* Begin *

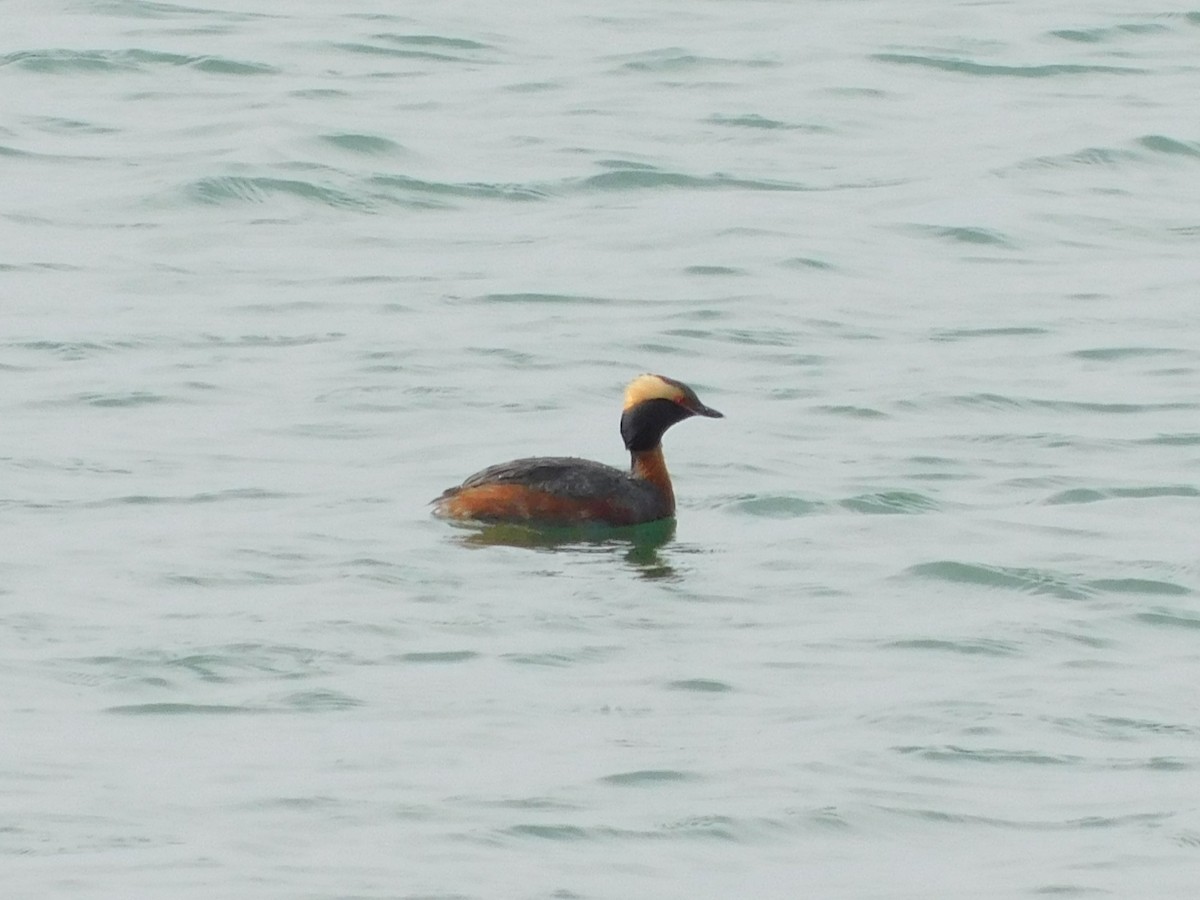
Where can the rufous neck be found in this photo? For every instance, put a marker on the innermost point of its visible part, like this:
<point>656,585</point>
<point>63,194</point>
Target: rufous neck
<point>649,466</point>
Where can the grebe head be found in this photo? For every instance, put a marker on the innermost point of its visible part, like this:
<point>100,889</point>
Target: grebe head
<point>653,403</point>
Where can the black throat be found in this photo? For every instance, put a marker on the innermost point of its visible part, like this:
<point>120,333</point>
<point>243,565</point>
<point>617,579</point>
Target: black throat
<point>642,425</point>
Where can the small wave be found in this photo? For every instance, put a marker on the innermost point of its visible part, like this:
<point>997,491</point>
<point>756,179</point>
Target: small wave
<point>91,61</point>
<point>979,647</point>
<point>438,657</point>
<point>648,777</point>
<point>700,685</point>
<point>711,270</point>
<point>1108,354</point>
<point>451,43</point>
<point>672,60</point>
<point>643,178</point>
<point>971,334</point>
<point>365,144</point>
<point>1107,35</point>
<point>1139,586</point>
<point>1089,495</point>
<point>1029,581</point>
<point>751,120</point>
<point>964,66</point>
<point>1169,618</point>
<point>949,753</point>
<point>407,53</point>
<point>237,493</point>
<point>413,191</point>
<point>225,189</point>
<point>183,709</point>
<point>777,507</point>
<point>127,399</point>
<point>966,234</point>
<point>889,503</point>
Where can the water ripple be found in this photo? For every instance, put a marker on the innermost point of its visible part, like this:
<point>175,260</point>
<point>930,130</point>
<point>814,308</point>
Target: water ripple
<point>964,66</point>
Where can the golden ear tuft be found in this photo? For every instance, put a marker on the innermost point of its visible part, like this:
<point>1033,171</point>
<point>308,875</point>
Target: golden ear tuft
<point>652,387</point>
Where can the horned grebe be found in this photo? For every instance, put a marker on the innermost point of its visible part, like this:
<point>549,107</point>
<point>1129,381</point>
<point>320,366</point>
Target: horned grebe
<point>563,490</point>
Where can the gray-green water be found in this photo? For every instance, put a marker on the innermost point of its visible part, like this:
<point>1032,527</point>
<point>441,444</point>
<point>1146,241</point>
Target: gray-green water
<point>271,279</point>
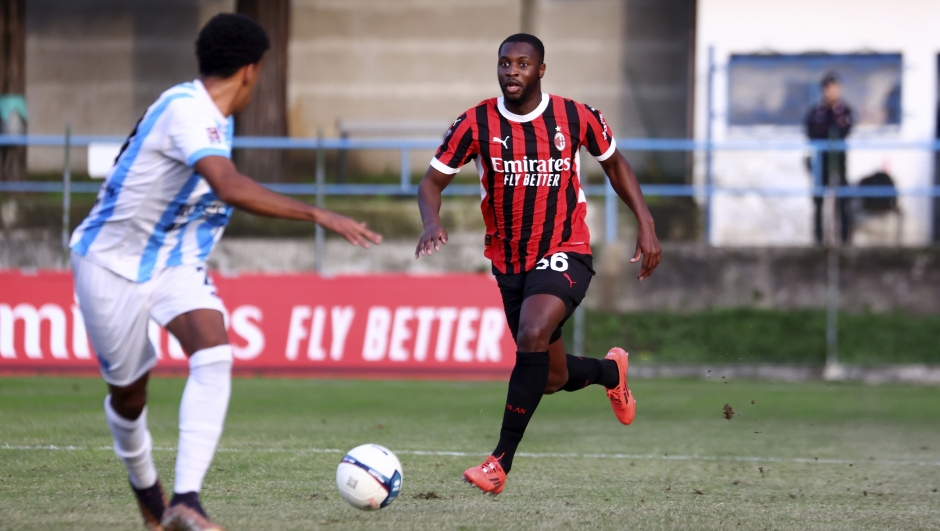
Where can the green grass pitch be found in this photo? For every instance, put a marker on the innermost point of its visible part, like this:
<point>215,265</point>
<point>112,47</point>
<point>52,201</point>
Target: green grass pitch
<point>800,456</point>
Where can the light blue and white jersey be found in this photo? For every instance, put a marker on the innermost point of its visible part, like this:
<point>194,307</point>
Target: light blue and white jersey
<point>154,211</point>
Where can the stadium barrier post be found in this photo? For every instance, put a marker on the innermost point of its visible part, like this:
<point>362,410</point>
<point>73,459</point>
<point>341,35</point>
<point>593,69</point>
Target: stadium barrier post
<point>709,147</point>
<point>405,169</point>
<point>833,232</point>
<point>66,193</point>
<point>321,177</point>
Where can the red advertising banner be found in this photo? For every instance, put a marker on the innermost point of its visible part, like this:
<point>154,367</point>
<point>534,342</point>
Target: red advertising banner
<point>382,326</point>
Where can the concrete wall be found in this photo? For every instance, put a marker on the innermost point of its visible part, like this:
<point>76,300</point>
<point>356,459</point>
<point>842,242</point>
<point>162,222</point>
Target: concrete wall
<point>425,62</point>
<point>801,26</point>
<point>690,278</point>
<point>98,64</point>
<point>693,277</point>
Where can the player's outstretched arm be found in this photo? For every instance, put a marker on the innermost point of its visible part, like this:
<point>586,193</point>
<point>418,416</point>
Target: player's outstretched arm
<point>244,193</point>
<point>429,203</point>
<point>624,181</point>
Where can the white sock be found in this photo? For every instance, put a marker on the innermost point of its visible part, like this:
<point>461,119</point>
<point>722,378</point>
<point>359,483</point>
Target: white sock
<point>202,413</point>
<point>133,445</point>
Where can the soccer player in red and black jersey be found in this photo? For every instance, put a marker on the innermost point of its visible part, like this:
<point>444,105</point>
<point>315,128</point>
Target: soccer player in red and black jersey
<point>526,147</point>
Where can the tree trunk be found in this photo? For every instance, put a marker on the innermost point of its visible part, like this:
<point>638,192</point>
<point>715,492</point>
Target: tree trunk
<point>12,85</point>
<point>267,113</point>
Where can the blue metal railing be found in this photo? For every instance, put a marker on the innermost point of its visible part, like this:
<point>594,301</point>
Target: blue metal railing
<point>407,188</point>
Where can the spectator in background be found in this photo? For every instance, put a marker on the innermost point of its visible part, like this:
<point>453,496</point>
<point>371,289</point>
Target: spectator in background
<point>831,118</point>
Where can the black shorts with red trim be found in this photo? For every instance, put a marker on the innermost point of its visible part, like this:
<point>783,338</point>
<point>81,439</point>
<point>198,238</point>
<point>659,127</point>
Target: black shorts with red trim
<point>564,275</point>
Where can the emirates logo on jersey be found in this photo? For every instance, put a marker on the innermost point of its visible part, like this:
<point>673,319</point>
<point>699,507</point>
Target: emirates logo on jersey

* End *

Aim of the task =
Reproduce all of the material above with every "in this photo" swapped for "in this image" and nothing else changed. Leave the pictures out.

Worked solution =
Where can the rufous neck be found in this image? For every instance, put a marker on the innermost point of its visible part, like this:
<point>656,585</point>
<point>63,194</point>
Target: rufous neck
<point>649,466</point>
Where can the grebe head be found in this image? For every instance, put a marker on the innermost point of its visible part, like this:
<point>100,889</point>
Target: grebe head
<point>653,403</point>
Where can the black throat be found in this image? For every instance, put a marker on the innermost point of its visible part, like this:
<point>120,333</point>
<point>243,565</point>
<point>617,579</point>
Target: black throat
<point>642,425</point>
Where can the small wave be found in this image? For every instance, put a marker on the innermost point of its visible part, like this:
<point>997,491</point>
<point>756,179</point>
Target: small wave
<point>91,61</point>
<point>979,647</point>
<point>438,657</point>
<point>648,777</point>
<point>700,685</point>
<point>711,270</point>
<point>1108,354</point>
<point>451,43</point>
<point>672,60</point>
<point>643,178</point>
<point>971,334</point>
<point>365,144</point>
<point>1107,35</point>
<point>1139,586</point>
<point>1089,495</point>
<point>1029,581</point>
<point>751,120</point>
<point>964,66</point>
<point>1169,618</point>
<point>949,753</point>
<point>407,53</point>
<point>237,493</point>
<point>413,191</point>
<point>225,189</point>
<point>183,709</point>
<point>777,507</point>
<point>127,399</point>
<point>966,234</point>
<point>889,503</point>
Where can the water ripple be found in this image? For every instance, put a marker on the innermost point of its visible part, like this:
<point>175,260</point>
<point>930,130</point>
<point>814,308</point>
Target: water ripple
<point>964,66</point>
Where can the golden ear tuft be found in this image? For every instance, put a marker on the innermost point of its visible part, like this:
<point>1033,171</point>
<point>308,875</point>
Target: golden ear tuft
<point>652,387</point>
Where can the horned grebe be found in this image? For every instance, put a marker on the innermost point of its visible part, like this:
<point>549,107</point>
<point>1129,381</point>
<point>320,366</point>
Target: horned grebe
<point>563,490</point>
Where can the gray-green water be found in this image? For every instance, put a marker on the innermost point of its visible part, like this:
<point>1032,527</point>
<point>441,444</point>
<point>1146,241</point>
Target: gray-green water
<point>271,279</point>
Where can the green grass pitch be found in this image? For every instance, put a marker on the innermost point of its visible part, like this:
<point>215,265</point>
<point>112,47</point>
<point>52,201</point>
Target: green grass pitch
<point>800,456</point>
Where can the light blue and white jersey be found in this image? For every instance, put a marker on the innermost point of its visible part, like this:
<point>194,307</point>
Target: light blue and white jersey
<point>154,211</point>
Where can the stadium barrier post be found in this image? For every instance, put a marker on the innermost point of its visible part, like this:
<point>362,410</point>
<point>73,459</point>
<point>341,35</point>
<point>593,69</point>
Target: stadium barrier post
<point>709,147</point>
<point>405,169</point>
<point>833,232</point>
<point>66,193</point>
<point>321,177</point>
Where can the red advertising banner be found in this image? For every instance, put a marker on the innermost point of its visible part, like this:
<point>154,367</point>
<point>534,342</point>
Target: red advertising banner
<point>382,326</point>
Where can the concrete wall be found in this image? For every instance, put a marker on the innermost point of its visible part, like this:
<point>76,300</point>
<point>356,459</point>
<point>842,242</point>
<point>162,222</point>
Target: concrete wall
<point>425,62</point>
<point>801,26</point>
<point>690,278</point>
<point>98,64</point>
<point>693,277</point>
Where can the player's outstretched arm be found in this image? For every instance, put a marker on the innermost point of its visible part, like this:
<point>586,193</point>
<point>418,416</point>
Target: player's outstretched arm
<point>244,193</point>
<point>429,203</point>
<point>624,181</point>
Where can the white sock be found in this image? For every instance, put a marker on the innermost point of its visible part, like this:
<point>461,119</point>
<point>722,378</point>
<point>359,483</point>
Target: white sock
<point>202,413</point>
<point>133,445</point>
Where can the soccer player in red and black jersey be found in this image? For every instance, put a marker on the innermost point of its visible part, like this:
<point>444,105</point>
<point>315,128</point>
Target: soccer player in red and black jersey
<point>526,147</point>
Where can the tree trunk be found in this image? For every instance, put a marker on the innermost point of its visible part, like this:
<point>638,192</point>
<point>715,492</point>
Target: tree trunk
<point>12,85</point>
<point>267,113</point>
Where can the blue metal railing be found in this image? For every instance, put a marker on the innermost point of its visible part, like this:
<point>594,301</point>
Target: blue metal railing
<point>407,188</point>
Where can the spectator in background be found in this image? For every instance, put a marker on the innermost point of its visible part, like this:
<point>453,496</point>
<point>371,289</point>
Target: spectator in background
<point>831,118</point>
Where can the black shorts with red trim be found in this image? For every instance, put a marker on the innermost point of its visible part, like this:
<point>783,338</point>
<point>81,439</point>
<point>198,238</point>
<point>659,127</point>
Target: black shorts with red trim
<point>564,275</point>
Where can the emirates logo on jersey be found in this image? For every instance, put a marker on the innermost point of its visible part, like this:
<point>673,319</point>
<point>699,507</point>
Target: emirates logo on jersey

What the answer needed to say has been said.